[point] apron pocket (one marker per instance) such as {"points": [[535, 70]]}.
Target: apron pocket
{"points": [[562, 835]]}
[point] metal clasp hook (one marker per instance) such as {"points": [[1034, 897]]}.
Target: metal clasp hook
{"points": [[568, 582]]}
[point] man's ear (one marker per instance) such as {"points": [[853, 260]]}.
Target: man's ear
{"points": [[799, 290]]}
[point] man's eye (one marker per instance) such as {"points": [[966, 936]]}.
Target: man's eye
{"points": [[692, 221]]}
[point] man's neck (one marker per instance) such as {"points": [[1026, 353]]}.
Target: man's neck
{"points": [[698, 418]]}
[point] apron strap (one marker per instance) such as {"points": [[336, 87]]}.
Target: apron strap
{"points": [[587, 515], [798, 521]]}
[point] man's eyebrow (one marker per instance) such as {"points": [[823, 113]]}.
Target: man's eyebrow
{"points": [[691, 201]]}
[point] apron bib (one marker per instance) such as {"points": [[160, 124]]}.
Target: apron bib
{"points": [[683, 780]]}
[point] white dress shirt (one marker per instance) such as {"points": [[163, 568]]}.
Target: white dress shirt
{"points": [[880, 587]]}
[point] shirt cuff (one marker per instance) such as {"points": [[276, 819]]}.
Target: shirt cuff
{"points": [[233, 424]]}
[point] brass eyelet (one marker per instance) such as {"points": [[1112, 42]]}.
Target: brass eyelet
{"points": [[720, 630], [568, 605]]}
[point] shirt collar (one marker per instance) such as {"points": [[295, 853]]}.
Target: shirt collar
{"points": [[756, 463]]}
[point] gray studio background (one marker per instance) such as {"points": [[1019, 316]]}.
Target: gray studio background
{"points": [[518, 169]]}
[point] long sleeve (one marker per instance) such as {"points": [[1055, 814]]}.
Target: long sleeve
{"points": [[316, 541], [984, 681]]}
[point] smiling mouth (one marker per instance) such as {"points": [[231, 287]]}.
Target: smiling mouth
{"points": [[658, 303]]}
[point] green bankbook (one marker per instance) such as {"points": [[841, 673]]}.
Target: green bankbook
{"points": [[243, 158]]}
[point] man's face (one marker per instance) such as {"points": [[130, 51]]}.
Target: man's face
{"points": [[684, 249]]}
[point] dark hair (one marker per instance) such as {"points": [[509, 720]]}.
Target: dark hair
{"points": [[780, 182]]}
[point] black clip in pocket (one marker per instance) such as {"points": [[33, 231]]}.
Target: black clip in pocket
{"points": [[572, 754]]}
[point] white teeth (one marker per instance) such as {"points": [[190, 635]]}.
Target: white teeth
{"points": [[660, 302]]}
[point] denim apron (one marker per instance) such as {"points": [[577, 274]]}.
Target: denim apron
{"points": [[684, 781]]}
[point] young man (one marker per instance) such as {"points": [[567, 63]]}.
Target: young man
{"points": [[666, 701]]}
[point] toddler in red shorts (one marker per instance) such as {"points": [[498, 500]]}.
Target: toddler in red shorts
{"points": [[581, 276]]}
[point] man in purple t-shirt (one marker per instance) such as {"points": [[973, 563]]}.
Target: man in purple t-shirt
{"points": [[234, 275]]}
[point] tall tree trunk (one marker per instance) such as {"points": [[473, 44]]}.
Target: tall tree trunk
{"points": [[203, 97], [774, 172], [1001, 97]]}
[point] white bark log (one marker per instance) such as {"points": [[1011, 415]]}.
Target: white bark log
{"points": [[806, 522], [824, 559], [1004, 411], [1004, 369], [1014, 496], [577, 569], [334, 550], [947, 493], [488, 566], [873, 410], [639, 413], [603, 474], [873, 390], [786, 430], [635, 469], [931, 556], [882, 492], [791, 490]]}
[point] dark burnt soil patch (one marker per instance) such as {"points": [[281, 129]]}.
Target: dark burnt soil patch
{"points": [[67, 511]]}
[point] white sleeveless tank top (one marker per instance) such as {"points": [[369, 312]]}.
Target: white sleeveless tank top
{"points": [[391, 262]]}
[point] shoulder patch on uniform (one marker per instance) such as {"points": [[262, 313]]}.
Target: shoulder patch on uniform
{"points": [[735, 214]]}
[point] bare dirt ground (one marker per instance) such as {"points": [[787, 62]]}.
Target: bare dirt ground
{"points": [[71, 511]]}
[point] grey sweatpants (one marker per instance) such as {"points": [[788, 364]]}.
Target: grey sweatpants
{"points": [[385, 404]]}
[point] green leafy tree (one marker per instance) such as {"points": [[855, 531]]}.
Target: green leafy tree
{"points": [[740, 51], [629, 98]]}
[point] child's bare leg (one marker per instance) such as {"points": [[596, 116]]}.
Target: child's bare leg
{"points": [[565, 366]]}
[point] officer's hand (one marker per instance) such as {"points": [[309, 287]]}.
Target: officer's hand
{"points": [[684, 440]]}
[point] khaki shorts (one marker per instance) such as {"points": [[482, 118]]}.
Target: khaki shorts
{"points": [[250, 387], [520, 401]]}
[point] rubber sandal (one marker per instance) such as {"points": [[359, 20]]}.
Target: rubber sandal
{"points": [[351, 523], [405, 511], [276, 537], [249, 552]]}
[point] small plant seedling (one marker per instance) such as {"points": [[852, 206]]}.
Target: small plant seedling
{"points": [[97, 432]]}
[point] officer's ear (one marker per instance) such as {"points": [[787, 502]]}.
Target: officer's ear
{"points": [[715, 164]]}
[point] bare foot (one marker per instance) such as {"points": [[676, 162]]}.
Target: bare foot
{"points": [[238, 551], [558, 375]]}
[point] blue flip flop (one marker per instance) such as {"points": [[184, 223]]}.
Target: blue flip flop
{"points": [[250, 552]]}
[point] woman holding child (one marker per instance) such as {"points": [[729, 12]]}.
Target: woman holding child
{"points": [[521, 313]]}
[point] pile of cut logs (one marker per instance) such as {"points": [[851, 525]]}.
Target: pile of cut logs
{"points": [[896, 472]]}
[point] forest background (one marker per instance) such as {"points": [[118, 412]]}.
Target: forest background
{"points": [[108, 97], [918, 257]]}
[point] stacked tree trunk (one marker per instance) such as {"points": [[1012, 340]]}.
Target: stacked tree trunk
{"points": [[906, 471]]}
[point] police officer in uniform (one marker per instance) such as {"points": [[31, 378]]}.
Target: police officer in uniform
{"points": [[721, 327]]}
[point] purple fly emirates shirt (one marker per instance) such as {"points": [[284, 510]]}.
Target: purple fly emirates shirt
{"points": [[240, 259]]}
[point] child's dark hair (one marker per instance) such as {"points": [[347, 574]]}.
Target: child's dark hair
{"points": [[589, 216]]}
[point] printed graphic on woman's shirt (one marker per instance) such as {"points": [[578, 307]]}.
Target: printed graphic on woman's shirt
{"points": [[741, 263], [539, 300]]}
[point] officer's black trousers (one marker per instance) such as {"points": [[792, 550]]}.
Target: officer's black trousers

========================================================================

Exactly and exclusively, repeat the lines from the line that contains "[point] pile of" through the end of the records, both ends included.

▸ OUTPUT FOR THIS EXERCISE
[point] pile of cut logs (one marker per instance) such as {"points": [[851, 525]]}.
Target: pile of cut logs
{"points": [[896, 472]]}
[point] forest background (one marker per instance) such as {"points": [[118, 412]]}.
Target: forest background
{"points": [[108, 97], [918, 257]]}
[point] stacked tree trunk (one marker per instance) such as {"points": [[1012, 340]]}.
Target: stacked tree trunk
{"points": [[906, 471]]}
[point] police officer in uniform (one marker per instance) such as {"points": [[31, 378]]}.
Target: police officer in uniform
{"points": [[721, 327]]}
[point] purple fly emirates shirt (one marker per instance) such as {"points": [[284, 510]]}.
Target: purple fly emirates shirt
{"points": [[240, 259]]}
[point] child's dark hair (one marker per instance) such as {"points": [[347, 574]]}.
Target: child's dark hair
{"points": [[589, 216]]}
[point] printed graphic on woman's shirt (one marker per instance) such as {"points": [[578, 307]]}.
Target: printed graphic on woman's shirt
{"points": [[741, 263], [539, 300]]}
[point] officer's black trousers (one marker per instance) such as {"points": [[792, 550]]}.
Target: officer's black trousers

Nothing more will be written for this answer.